*Document extract:*
--

Natural CoQ10 levels decline with age, which is one reason egg quality also declines. Supplementation aims to support mitochondrial function during the critical 90-day window before ovulation.

Studies exploring CoQ10 in the context of IVF and egg quality have typically used doses of 200–600mg per day. A 2018 trial found that 600mg daily over 60 days improved ovarian response and embryo quality in women undergoing IVF.

We offer CoQ10 as a standalone supplement in two dose options, so you can choose what is appropriate for your circumstances.

CoQ10 200mg CoQ10 400mg
Daily dose 400mg (1 x 200mg capsule, twice daily with food) 800mg (1 x 400mg capsule, twice daily with food)
CoQ10 form Yeast-fermented ubiquinone Yeast-fermented ubiquinone
Who it is for Women under 35, men, general preconception support Women over 35 or preparing for IVF

Some of the most forward-thinking fertility clinics — including CCRM, consistently ranked among the leading IVF networks in the world — use protocols that go higher still, up to 800mg daily. This is the dose I took myself during my own IVF journey, informed by what the evidence and the best clinical practice pointed to at the time.

CoQ10 has a well-established safety profile. Studies have found daily doses in excess of 1,200mg to be well tolerated, with no serious adverse effects reported. The limiting factor on dose is therefore not safety but practicality and cost — which is why we offer two options rather than a one-size-fits-all approach.

Why we use yeast-fermented ubiquinone

There is considerable marketing noise around ubiquinol versus ubiquinone. Ubiquinol is the active, reduced form; ubiquinone requires conversion by the body. Many products use this distinction to charge significantly more.

--

*Records:*

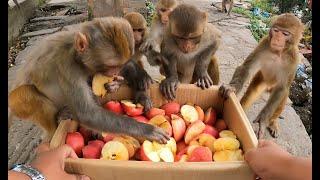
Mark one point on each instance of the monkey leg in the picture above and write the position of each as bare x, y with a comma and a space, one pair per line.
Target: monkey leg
26, 102
273, 126
256, 87
213, 70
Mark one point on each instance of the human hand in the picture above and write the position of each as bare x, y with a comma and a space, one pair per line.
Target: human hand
51, 163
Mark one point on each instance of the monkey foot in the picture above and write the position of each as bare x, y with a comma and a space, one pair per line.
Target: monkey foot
274, 131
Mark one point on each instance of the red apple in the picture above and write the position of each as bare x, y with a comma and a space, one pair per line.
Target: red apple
76, 141
91, 151
113, 106
200, 154
178, 127
154, 112
211, 130
210, 116
221, 125
171, 108
132, 109
141, 119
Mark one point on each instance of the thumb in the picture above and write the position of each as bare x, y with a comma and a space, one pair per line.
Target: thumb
76, 177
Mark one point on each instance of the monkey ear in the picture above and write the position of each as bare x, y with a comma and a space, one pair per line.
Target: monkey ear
81, 42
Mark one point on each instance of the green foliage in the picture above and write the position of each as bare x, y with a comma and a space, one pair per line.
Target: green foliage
150, 11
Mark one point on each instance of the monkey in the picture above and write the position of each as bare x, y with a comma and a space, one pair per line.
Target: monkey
57, 74
135, 69
188, 49
151, 46
224, 8
273, 64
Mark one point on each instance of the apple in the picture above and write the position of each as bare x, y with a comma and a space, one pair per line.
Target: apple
107, 136
200, 112
141, 119
91, 151
194, 130
113, 106
131, 109
171, 108
226, 143
161, 122
86, 133
154, 112
189, 114
200, 154
227, 133
178, 127
210, 116
76, 141
211, 130
221, 125
114, 150
97, 143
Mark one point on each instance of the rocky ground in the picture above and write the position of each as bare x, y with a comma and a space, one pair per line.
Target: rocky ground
237, 43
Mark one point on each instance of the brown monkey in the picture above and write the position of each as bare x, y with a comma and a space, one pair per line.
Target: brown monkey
274, 62
158, 26
188, 50
224, 6
57, 75
134, 71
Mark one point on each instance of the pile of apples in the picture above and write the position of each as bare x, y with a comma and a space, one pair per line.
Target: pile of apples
196, 136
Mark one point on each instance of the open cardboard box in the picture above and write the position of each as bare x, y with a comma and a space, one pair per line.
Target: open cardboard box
232, 112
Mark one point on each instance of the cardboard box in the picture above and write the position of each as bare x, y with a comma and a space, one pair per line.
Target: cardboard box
232, 112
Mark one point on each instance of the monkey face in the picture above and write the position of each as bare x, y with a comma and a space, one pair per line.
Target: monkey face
164, 15
279, 38
138, 36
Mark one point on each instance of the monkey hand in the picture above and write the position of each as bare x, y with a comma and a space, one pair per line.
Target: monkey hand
114, 85
142, 98
203, 80
225, 90
168, 87
154, 133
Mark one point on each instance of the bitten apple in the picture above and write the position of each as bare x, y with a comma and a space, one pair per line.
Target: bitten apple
76, 141
210, 116
131, 109
171, 108
154, 112
194, 130
113, 106
178, 127
114, 150
189, 114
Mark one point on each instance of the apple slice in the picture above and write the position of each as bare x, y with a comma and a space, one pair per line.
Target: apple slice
194, 130
210, 116
200, 112
141, 119
178, 127
98, 82
148, 152
212, 131
221, 125
171, 108
113, 106
76, 141
200, 154
114, 150
189, 114
161, 122
166, 155
154, 112
227, 133
132, 109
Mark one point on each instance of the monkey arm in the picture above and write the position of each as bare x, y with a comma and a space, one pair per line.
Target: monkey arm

--

*Task goal:* Print the CoQ10 supplement text from above in full, word for word.

*Task answer:*
Natural CoQ10 levels decline with age, which is one reason egg quality also declines. Supplementation aims to support mitochondrial function during the critical 90-day window before ovulation.

Studies exploring CoQ10 in the context of IVF and egg quality have typically used doses of 200–600mg per day. A 2018 trial found that 600mg daily over 60 days improved ovarian response and embryo quality in women undergoing IVF.

We offer CoQ10 as a standalone supplement in two dose options, so you can choose what is appropriate for your circumstances.

CoQ10 200mg CoQ10 400mg
Daily dose 400mg (1 x 200mg capsule, twice daily with food) 800mg (1 x 400mg capsule, twice daily with food)
CoQ10 form Yeast-fermented ubiquinone Yeast-fermented ubiquinone
Who it is for Women under 35, men, general preconception support Women over 35 or preparing for IVF

Some of the most forward-thinking fertility clinics — including CCRM, consistently ranked among the leading IVF networks in the world — use protocols that go higher still, up to 800mg daily. This is the dose I took myself during my own IVF journey, informed by what the evidence and the best clinical practice pointed to at the time.

CoQ10 has a well-established safety profile. Studies have found daily doses in excess of 1,200mg to be well tolerated, with no serious adverse effects reported. The limiting factor on dose is therefore not safety but practicality and cost — which is why we offer two options rather than a one-size-fits-all approach.

Why we use yeast-fermented ubiquinone

There is considerable marketing noise around ubiquinol versus ubiquinone. Ubiquinol is the active, reduced form; ubiquinone requires conversion by the body. Many products use this distinction to charge significantly more.